┌─ SUPPLIED DATA

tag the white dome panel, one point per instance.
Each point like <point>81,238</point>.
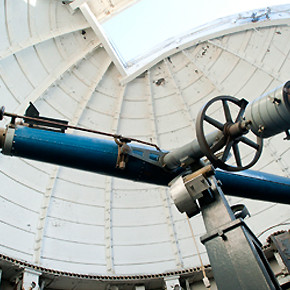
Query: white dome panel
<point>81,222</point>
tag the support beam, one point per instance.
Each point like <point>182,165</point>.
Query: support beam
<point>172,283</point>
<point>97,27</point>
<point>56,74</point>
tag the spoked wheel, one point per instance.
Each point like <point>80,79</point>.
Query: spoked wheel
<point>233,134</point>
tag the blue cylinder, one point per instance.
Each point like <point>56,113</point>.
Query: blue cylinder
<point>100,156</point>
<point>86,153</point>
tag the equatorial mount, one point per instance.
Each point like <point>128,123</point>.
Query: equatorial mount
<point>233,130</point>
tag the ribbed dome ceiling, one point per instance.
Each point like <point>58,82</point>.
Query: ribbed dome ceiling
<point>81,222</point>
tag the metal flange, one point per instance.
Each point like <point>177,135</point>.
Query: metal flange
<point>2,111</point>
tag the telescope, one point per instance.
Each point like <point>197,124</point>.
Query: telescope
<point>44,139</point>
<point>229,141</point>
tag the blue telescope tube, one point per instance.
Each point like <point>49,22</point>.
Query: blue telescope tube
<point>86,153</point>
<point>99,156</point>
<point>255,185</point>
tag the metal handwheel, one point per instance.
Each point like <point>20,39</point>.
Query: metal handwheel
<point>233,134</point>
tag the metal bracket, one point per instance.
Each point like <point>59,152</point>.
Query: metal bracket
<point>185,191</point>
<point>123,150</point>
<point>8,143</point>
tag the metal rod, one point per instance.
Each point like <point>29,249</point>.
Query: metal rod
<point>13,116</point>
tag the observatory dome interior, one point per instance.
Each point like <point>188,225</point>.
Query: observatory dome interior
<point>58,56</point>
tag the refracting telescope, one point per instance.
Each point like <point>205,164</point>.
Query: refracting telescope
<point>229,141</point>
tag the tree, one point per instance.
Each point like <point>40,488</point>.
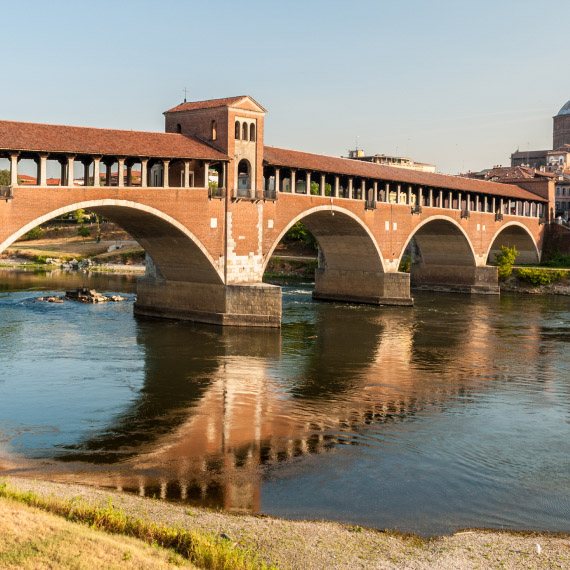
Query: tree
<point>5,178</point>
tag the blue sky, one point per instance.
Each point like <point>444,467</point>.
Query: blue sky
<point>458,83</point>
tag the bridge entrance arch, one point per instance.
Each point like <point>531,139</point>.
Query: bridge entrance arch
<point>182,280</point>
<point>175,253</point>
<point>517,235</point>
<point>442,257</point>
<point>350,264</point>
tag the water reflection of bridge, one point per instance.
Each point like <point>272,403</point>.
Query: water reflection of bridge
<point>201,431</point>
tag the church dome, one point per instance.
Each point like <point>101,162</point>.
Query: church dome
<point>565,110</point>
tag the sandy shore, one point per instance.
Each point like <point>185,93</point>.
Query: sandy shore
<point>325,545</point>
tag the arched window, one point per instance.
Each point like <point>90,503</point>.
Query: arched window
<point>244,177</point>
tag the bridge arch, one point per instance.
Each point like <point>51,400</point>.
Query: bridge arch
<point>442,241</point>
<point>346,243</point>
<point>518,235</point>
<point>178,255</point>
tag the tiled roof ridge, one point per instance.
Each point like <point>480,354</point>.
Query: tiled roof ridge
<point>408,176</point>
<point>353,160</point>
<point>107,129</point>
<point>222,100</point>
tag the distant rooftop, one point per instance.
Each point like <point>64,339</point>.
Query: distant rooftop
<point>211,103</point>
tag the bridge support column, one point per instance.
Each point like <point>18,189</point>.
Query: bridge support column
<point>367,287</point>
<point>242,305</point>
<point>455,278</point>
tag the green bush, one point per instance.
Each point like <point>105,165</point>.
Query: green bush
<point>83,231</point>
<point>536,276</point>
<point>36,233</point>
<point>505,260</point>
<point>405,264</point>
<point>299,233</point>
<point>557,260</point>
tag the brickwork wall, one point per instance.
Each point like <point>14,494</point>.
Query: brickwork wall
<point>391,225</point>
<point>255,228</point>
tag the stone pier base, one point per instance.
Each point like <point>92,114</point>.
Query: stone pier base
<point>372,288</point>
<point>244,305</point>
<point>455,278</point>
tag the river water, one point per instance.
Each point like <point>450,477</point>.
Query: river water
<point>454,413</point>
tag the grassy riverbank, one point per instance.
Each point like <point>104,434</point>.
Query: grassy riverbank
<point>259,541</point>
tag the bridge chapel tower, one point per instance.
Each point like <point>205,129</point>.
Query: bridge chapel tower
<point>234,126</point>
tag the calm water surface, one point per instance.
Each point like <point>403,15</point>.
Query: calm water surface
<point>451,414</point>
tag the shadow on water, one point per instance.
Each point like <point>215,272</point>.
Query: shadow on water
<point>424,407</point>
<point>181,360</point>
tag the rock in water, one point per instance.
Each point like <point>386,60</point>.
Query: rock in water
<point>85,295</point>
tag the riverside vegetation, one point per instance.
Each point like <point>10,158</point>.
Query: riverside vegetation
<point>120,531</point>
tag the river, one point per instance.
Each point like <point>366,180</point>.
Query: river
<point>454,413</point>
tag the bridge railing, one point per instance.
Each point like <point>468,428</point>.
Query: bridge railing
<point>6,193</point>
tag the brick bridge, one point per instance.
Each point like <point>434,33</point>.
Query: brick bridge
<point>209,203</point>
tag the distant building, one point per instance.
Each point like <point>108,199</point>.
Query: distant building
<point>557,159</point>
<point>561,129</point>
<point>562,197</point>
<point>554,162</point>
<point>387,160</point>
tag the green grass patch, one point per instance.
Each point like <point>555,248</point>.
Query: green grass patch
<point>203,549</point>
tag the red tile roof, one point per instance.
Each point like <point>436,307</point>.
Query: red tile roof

└─

** EXERCISE DETAILS **
Write out every entry above exactly, minus the pictures.

** SOLUTION FOR THIS PROBLEM **
tag the white dome panel, one point per instance.
Each point like <point>81,238</point>.
Query: white dome panel
<point>81,222</point>
tag the support beam, one point per instance.
Each point like <point>182,165</point>.
Query: support beam
<point>172,283</point>
<point>97,27</point>
<point>56,74</point>
tag the spoked wheel, one point per instance.
Each point like <point>80,79</point>.
Query: spoked wheel
<point>233,134</point>
tag the blue cylinder, one point per instance.
Each point like <point>56,113</point>.
Query: blue cylinder
<point>100,156</point>
<point>86,153</point>
tag the equatorial mount, one point per instance.
Each point like <point>128,123</point>.
Query: equatorial mount
<point>233,130</point>
tag the ribbed dome ceiling, one point per instance.
Each point like <point>58,82</point>.
Query: ribbed dome ceiling
<point>81,222</point>
tag the metal flange, one point per instance.
Each point like <point>177,135</point>.
Query: metal flange
<point>2,111</point>
tag the telescope, one point per instance.
Each point like <point>197,124</point>.
Query: telescope
<point>44,139</point>
<point>229,141</point>
tag the blue telescope tube, one point per instance.
Each point like <point>49,22</point>.
Query: blue telescope tube
<point>86,153</point>
<point>99,156</point>
<point>255,185</point>
tag the metal handwheel, one point per instance.
Each point like <point>20,39</point>.
Query: metal handwheel
<point>233,134</point>
tag the metal bracket, one point per instance.
Each point like <point>59,152</point>.
Query: metal bracket
<point>185,191</point>
<point>123,150</point>
<point>8,143</point>
tag the metal rod, one point per instance.
Each point like <point>29,249</point>.
Query: metal rod
<point>13,116</point>
tag the observatory dome interior, one point per instance.
Each point like <point>188,225</point>.
Query: observatory dome interior
<point>58,56</point>
tag the refracting telescope, one point per instance.
Each point like <point>205,164</point>.
Query: refracting telescope
<point>229,141</point>
tag the tree, one point per instance.
Each point like <point>40,488</point>.
Query: tree
<point>5,178</point>
tag the blue sky, one point per instance.
Each point like <point>444,467</point>.
Query: blue sky
<point>458,83</point>
tag the bridge entrance arch, one point per instance.
Each point like <point>531,139</point>.
Query: bridge entrance arch
<point>182,280</point>
<point>175,253</point>
<point>517,235</point>
<point>442,257</point>
<point>350,264</point>
tag the water reflection of bridge, one point per instance.
Each point like <point>272,403</point>.
Query: water reflection of bridge
<point>201,431</point>
tag the church dome, one point per instance.
Each point like <point>101,162</point>.
Query: church dome
<point>565,110</point>
tag the sandy shore, one point per instance.
Each point like <point>185,93</point>.
Query: sandy shore
<point>325,545</point>
tag the arched window, one point per instance.
Each point like <point>90,503</point>.
Query: arched window
<point>244,177</point>
tag the bridge arch, one point per instance.
Each point like <point>51,400</point>.
Query: bridge arch
<point>442,241</point>
<point>346,243</point>
<point>518,235</point>
<point>178,255</point>
tag the tiled roof ridge, one point per instance.
Each point like <point>480,354</point>.
Query: tiled roof ridge
<point>408,176</point>
<point>353,160</point>
<point>107,129</point>
<point>222,100</point>
tag the distant rooftop, one point per instance.
Each point like <point>64,339</point>.
Query: distant rooftop
<point>211,103</point>
tag the bridge support column, one point per instance.
Each point like <point>18,189</point>.
Query: bridge support column
<point>367,287</point>
<point>242,305</point>
<point>455,278</point>
tag the green bush, one point per instance.
Each point like <point>105,165</point>.
Query: green bush
<point>83,231</point>
<point>536,276</point>
<point>36,233</point>
<point>505,260</point>
<point>405,264</point>
<point>299,233</point>
<point>557,260</point>
tag the brickwork wall, one point per instance.
Each point like <point>14,494</point>.
Query: brickwork wall
<point>391,225</point>
<point>255,228</point>
tag the stone pier base, one point per instance.
Each point like <point>92,114</point>.
Query: stone pier base
<point>372,288</point>
<point>244,305</point>
<point>455,278</point>
tag the river water, one point per instance.
Each point like <point>450,477</point>.
Query: river water
<point>454,413</point>
tag the grassy riverbank, one point per instance.
Each point like <point>104,434</point>.
Query: grassy riverbank
<point>259,541</point>
tag the bridge chapel tower, one point per instance.
Each point like <point>205,129</point>.
Query: bridge chapel tower
<point>234,126</point>
tag the calm water surface, one point per instance.
Each point like <point>403,15</point>.
Query: calm water surface
<point>451,414</point>
tag the shadow on water, one point per instance.
Each point like <point>215,272</point>.
Query: shadow on water
<point>424,407</point>
<point>181,360</point>
tag the rock in water, one point per instance.
Each point like <point>386,60</point>.
Query: rock in water
<point>85,295</point>
tag the riverside vegetation, one point per instance.
Each point like <point>10,158</point>.
Query: riverside vegetation
<point>120,531</point>
tag the river, one point per instance.
Each point like <point>366,180</point>.
Query: river
<point>454,413</point>
tag the bridge railing, one point per instance.
Each point like <point>468,428</point>.
Query: bridge railing
<point>6,193</point>
tag the brick bridge, one point per instance.
Each point like <point>434,33</point>.
Query: brick bridge
<point>209,203</point>
tag the distant building, one point per instance.
Each point like <point>108,199</point>.
Query: distant building
<point>557,159</point>
<point>561,129</point>
<point>562,197</point>
<point>554,162</point>
<point>387,160</point>
tag the green grass patch, one point per instance.
Each point like <point>555,248</point>.
Query: green grass patch
<point>203,549</point>
tag the red tile roof, one point per instance.
Each point like <point>436,307</point>.
Query: red tile roof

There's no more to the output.